RAW DATA below:
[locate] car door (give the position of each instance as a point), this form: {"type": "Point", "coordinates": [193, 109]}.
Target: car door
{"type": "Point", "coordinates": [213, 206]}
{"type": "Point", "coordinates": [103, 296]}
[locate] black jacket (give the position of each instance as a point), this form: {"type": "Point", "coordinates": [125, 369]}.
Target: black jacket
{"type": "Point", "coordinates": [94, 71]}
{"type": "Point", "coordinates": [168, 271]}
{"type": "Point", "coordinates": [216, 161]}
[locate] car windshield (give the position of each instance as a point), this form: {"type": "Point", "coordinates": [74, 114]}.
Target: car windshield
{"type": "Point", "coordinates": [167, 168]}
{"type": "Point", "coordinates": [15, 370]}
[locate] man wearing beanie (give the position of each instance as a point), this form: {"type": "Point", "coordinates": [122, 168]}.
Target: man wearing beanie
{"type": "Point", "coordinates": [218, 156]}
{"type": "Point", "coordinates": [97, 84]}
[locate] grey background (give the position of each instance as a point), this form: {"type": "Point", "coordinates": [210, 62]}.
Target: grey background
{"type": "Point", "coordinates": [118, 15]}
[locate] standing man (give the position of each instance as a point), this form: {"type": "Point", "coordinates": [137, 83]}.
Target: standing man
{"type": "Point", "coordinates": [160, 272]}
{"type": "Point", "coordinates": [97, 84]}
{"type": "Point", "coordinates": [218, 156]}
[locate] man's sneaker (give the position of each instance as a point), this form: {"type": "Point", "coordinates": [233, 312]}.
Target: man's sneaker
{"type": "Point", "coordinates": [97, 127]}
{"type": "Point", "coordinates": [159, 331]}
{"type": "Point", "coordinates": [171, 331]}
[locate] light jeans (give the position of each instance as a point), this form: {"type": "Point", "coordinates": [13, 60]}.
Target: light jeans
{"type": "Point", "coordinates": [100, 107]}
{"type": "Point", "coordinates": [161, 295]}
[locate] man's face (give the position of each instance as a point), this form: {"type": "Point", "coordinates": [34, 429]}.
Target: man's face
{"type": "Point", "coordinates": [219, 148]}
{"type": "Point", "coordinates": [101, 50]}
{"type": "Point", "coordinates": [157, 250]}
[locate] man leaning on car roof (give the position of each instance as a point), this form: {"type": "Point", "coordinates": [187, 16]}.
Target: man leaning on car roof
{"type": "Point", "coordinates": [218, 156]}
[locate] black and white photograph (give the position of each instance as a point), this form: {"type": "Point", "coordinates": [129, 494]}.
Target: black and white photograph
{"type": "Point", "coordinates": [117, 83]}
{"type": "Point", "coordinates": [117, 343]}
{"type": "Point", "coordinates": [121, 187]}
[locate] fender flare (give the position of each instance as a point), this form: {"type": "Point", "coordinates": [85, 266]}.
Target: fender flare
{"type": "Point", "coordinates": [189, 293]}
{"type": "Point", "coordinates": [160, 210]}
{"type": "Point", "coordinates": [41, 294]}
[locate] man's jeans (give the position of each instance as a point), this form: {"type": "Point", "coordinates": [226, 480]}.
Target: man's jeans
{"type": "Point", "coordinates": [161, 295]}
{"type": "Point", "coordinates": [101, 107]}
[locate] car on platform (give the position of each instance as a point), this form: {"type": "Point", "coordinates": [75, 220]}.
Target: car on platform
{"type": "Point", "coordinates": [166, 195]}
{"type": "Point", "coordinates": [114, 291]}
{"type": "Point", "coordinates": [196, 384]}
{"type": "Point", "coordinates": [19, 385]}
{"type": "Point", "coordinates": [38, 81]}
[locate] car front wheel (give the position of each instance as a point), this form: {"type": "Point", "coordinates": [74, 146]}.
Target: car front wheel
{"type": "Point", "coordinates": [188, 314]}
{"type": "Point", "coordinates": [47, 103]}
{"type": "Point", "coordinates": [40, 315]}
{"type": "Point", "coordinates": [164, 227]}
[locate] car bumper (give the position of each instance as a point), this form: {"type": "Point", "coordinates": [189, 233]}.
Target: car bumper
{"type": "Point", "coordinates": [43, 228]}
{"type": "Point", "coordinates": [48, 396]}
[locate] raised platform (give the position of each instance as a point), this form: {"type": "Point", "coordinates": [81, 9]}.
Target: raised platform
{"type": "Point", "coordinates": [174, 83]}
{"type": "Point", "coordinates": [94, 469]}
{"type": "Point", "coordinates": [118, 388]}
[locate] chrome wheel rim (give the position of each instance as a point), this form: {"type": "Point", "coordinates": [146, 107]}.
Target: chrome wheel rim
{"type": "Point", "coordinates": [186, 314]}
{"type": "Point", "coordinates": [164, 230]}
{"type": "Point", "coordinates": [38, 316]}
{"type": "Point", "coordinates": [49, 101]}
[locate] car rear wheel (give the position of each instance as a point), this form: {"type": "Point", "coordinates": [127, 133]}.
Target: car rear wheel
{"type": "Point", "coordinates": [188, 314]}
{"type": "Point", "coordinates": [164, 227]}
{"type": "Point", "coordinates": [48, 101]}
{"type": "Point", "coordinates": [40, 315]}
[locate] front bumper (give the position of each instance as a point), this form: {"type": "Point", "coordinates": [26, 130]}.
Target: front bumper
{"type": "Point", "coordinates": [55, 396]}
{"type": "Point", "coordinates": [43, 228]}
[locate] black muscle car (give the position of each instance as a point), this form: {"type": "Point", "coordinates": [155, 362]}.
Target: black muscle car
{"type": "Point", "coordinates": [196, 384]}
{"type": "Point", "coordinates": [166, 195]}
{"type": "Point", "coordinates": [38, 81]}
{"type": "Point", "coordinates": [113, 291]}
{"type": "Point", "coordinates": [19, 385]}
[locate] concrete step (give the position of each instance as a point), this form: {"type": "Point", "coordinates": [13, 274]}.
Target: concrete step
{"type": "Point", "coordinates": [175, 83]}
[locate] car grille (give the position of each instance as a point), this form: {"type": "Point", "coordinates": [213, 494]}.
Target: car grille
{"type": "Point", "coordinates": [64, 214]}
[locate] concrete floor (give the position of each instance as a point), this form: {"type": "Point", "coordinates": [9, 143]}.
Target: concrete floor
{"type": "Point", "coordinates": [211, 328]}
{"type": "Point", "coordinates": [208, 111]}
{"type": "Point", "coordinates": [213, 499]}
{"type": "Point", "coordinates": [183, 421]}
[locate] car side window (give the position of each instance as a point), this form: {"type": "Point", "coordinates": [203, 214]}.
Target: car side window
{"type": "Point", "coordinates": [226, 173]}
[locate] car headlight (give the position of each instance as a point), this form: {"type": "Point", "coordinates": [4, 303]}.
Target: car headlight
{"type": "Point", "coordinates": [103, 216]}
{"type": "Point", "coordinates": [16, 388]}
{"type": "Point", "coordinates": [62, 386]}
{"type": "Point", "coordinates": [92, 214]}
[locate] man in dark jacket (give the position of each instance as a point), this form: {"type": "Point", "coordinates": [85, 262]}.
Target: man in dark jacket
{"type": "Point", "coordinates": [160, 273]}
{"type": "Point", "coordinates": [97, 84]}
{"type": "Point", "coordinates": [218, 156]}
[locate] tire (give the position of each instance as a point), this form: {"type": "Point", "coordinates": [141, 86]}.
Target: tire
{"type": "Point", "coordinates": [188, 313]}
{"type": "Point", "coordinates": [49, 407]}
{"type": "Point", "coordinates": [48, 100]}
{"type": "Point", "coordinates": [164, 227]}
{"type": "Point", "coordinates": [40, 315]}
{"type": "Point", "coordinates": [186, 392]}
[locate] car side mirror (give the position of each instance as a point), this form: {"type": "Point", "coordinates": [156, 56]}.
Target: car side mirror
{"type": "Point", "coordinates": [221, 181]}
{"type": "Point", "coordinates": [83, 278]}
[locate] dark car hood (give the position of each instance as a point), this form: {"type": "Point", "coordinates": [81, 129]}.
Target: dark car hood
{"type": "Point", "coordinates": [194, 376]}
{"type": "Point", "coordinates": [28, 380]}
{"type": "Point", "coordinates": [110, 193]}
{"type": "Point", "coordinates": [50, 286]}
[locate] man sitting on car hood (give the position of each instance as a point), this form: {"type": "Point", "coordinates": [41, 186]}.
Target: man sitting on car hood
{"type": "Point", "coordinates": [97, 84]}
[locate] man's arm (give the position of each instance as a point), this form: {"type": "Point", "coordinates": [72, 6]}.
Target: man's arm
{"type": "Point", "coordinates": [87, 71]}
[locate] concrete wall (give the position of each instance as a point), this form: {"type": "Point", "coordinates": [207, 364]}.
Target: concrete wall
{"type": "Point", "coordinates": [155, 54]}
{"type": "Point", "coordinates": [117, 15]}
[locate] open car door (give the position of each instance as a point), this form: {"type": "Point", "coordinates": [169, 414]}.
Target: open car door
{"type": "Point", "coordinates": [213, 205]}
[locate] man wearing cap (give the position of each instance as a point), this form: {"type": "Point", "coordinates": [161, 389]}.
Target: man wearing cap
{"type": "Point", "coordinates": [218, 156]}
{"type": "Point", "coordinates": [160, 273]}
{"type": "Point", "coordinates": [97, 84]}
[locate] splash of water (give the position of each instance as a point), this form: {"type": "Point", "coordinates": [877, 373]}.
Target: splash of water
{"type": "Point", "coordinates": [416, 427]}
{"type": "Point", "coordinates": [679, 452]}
End of RAW DATA.
RAW DATA below:
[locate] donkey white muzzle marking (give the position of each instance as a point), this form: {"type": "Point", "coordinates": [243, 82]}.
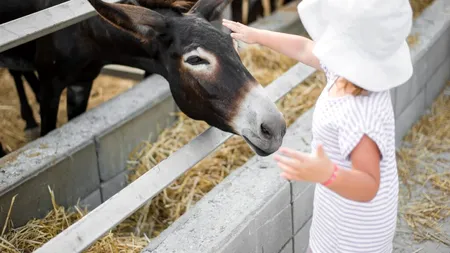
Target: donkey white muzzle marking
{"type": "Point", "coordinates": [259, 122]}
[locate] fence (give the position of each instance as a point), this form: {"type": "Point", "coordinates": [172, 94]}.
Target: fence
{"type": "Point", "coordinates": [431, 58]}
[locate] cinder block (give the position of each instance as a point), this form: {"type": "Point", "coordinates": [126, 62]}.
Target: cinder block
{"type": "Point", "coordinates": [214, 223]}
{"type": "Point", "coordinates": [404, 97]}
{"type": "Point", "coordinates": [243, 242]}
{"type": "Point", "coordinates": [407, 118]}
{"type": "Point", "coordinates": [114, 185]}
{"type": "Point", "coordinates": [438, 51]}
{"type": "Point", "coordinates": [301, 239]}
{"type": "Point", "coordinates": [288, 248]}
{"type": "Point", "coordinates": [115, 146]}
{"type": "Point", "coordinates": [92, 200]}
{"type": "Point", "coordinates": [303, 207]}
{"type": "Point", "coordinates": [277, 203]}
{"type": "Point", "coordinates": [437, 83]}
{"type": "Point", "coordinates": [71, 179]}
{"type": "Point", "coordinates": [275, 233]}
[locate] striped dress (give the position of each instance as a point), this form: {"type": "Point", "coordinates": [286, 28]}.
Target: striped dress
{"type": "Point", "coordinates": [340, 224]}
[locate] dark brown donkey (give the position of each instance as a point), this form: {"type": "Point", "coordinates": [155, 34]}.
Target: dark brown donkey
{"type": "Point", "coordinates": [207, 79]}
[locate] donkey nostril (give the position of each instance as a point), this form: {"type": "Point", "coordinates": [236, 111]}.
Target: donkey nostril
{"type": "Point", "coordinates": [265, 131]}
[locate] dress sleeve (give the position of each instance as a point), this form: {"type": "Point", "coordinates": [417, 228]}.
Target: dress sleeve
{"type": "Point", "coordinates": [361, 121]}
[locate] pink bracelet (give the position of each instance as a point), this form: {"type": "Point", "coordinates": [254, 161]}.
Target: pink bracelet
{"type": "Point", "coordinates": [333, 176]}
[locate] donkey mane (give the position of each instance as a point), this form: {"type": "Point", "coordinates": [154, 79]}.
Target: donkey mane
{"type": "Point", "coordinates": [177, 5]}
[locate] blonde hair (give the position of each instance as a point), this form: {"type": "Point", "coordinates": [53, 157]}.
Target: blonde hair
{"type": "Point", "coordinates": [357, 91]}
End of RAW DATA.
From the records above, repeat exactly the lines from the one with "[locate] man's arm" through the one with "[locate] splash of", both included.

[locate] man's arm (give the position of each instance as a point), this form: {"type": "Point", "coordinates": [72, 6]}.
Target: man's arm
{"type": "Point", "coordinates": [87, 71]}
[locate] concrete wall (give the position of each instance as a point), this form: {"type": "Point", "coordinates": [207, 364]}.
Target: concrete wall
{"type": "Point", "coordinates": [155, 54]}
{"type": "Point", "coordinates": [117, 15]}
[locate] open car door (give the position of each instance as a point), this form: {"type": "Point", "coordinates": [169, 414]}.
Target: open car door
{"type": "Point", "coordinates": [213, 205]}
[locate] man wearing cap (give the position of each instance as a point), this form: {"type": "Point", "coordinates": [161, 389]}.
Target: man wearing cap
{"type": "Point", "coordinates": [218, 156]}
{"type": "Point", "coordinates": [160, 273]}
{"type": "Point", "coordinates": [97, 84]}
[locate] splash of water (give the position of each instance as a point), this form: {"type": "Point", "coordinates": [877, 373]}.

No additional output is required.